* **Goal**:
Could you return, word for word, the lines of the records from the one containing "peak with a single pin per instance." through the last line, both ends included?
/---
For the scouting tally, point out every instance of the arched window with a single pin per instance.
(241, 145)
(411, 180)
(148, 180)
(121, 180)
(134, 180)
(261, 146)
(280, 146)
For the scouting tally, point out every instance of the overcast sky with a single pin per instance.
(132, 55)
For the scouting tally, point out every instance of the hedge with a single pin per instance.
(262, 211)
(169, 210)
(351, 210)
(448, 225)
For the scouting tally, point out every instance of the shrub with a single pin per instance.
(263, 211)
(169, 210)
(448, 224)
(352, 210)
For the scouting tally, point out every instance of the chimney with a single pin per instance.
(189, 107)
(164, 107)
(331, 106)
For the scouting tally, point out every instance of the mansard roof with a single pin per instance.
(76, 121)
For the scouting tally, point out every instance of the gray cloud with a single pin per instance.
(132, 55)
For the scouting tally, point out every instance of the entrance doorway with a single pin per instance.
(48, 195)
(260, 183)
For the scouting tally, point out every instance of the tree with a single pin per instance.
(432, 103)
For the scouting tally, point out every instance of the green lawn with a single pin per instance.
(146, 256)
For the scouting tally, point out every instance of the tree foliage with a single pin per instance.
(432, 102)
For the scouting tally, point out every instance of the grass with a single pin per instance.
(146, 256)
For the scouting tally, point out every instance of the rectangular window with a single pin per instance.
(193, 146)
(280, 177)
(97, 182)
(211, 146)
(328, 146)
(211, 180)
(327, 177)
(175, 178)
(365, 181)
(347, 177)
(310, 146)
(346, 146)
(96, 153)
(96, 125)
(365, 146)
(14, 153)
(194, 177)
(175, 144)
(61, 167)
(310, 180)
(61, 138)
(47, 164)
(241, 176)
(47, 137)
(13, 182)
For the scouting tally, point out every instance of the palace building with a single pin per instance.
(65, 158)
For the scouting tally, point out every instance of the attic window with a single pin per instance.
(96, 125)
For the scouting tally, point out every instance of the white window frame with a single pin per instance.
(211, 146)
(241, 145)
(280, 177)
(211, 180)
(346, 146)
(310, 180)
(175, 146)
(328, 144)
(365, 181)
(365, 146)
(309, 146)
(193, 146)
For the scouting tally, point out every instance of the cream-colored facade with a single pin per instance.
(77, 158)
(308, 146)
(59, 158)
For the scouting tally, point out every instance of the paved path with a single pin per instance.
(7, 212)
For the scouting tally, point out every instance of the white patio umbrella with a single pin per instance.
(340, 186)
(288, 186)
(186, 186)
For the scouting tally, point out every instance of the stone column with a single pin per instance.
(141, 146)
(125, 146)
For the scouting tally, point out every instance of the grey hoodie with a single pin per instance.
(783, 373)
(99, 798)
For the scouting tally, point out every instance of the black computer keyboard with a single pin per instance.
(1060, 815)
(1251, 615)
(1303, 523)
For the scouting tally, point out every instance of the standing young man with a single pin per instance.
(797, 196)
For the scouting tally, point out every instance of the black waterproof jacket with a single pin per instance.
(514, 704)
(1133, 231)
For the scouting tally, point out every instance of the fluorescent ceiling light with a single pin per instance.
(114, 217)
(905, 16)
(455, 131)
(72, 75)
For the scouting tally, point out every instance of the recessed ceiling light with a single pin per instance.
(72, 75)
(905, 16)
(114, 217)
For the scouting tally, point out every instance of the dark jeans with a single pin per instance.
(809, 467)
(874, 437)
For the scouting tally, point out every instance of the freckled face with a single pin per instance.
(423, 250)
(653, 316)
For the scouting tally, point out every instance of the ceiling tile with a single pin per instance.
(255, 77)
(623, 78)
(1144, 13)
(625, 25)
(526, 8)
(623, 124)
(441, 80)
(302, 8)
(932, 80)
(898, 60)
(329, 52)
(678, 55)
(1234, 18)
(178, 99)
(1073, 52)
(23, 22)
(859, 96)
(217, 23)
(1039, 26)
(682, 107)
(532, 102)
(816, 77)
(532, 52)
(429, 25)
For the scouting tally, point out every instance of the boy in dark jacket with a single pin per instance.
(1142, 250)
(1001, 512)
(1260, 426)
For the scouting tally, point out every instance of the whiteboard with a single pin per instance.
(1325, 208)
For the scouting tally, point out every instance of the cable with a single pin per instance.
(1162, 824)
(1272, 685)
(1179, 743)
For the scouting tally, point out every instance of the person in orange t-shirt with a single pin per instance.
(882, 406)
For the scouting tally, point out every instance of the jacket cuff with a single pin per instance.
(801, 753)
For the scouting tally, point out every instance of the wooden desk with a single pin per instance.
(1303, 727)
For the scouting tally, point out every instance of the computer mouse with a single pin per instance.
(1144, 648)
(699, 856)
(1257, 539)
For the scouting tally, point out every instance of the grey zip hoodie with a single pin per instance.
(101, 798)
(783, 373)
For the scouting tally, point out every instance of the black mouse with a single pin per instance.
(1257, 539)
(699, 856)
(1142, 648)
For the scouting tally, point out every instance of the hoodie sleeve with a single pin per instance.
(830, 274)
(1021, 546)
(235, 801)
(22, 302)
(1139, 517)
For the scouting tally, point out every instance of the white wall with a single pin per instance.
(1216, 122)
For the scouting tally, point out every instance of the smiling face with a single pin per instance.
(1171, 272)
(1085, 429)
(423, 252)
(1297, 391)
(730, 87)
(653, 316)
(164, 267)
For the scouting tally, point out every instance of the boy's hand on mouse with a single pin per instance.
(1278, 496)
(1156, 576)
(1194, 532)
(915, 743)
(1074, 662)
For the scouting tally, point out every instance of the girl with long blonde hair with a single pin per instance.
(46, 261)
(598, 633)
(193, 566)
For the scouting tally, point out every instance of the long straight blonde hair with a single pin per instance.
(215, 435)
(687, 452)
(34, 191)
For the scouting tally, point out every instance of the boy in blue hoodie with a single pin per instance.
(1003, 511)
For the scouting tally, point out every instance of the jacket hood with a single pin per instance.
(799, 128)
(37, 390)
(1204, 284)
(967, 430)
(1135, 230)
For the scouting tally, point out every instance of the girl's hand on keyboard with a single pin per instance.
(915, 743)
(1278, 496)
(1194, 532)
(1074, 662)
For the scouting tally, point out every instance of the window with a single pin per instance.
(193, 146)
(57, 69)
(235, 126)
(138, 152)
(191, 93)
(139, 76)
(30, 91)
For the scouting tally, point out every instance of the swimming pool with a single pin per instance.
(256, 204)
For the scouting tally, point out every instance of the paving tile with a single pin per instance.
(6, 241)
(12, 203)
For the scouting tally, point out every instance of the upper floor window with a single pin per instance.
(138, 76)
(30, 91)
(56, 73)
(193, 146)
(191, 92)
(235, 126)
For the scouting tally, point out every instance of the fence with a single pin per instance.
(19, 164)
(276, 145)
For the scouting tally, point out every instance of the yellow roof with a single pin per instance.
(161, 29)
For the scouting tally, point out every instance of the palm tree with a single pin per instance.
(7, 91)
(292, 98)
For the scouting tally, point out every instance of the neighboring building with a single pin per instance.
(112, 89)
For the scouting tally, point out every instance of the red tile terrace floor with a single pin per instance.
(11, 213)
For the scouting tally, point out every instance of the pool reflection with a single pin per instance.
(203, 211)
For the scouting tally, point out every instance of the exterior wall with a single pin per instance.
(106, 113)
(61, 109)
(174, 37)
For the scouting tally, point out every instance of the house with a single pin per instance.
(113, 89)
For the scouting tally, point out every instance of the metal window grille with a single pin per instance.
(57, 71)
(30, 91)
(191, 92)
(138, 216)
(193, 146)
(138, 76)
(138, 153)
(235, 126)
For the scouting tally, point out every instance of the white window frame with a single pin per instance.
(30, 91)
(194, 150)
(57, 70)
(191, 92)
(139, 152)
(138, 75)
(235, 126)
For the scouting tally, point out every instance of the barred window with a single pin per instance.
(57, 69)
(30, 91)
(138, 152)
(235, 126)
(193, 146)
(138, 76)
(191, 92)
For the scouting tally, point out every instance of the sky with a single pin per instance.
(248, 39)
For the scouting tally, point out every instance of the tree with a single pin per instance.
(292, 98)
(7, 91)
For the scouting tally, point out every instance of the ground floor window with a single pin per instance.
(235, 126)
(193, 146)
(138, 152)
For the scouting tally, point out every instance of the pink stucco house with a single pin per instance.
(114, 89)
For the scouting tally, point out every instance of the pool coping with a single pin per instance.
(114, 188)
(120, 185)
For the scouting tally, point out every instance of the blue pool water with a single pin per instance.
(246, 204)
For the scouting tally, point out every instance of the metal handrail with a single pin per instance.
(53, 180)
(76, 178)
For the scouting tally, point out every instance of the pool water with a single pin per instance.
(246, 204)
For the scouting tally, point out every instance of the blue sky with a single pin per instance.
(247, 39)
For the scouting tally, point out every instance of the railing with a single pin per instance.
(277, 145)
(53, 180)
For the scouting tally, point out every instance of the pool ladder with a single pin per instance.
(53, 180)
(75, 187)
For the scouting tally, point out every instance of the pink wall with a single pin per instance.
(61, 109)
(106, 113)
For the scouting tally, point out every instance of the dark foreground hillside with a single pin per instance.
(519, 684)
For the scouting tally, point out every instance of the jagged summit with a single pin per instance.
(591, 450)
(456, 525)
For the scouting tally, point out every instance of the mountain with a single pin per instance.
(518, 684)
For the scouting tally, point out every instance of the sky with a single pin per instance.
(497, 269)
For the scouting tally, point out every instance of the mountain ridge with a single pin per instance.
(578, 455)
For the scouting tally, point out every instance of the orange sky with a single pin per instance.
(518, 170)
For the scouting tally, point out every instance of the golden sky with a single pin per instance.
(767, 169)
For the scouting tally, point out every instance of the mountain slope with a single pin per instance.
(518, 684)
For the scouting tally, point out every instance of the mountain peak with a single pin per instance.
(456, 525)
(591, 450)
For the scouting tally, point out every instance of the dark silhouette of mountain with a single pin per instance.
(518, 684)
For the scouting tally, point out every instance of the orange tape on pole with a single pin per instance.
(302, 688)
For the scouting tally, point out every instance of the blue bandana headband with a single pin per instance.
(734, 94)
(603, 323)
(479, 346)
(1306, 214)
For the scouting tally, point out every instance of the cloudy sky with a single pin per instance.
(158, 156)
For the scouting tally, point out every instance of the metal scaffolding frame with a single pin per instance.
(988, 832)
\---
* **Written solution**:
For the scouting tally, point out every instance of the mountain peak with a single pin per instance.
(456, 525)
(591, 450)
For the scouting tally, point out every instance of the dark silhouette of mountain with a single pin per instance.
(518, 684)
For the scouting tally, point out every instance of the orange tape on pole with a single pin per instance.
(302, 688)
For the scouting tally, point out every instance of the blue bandana headband with a single pin per instance.
(734, 94)
(603, 323)
(479, 346)
(1306, 214)
For the scouting tally, point out every instance of the cloudy sky with a single pin per instance.
(158, 156)
For the scouting tally, point out every instance of the metal scaffolding frame with a single pin per instance.
(988, 832)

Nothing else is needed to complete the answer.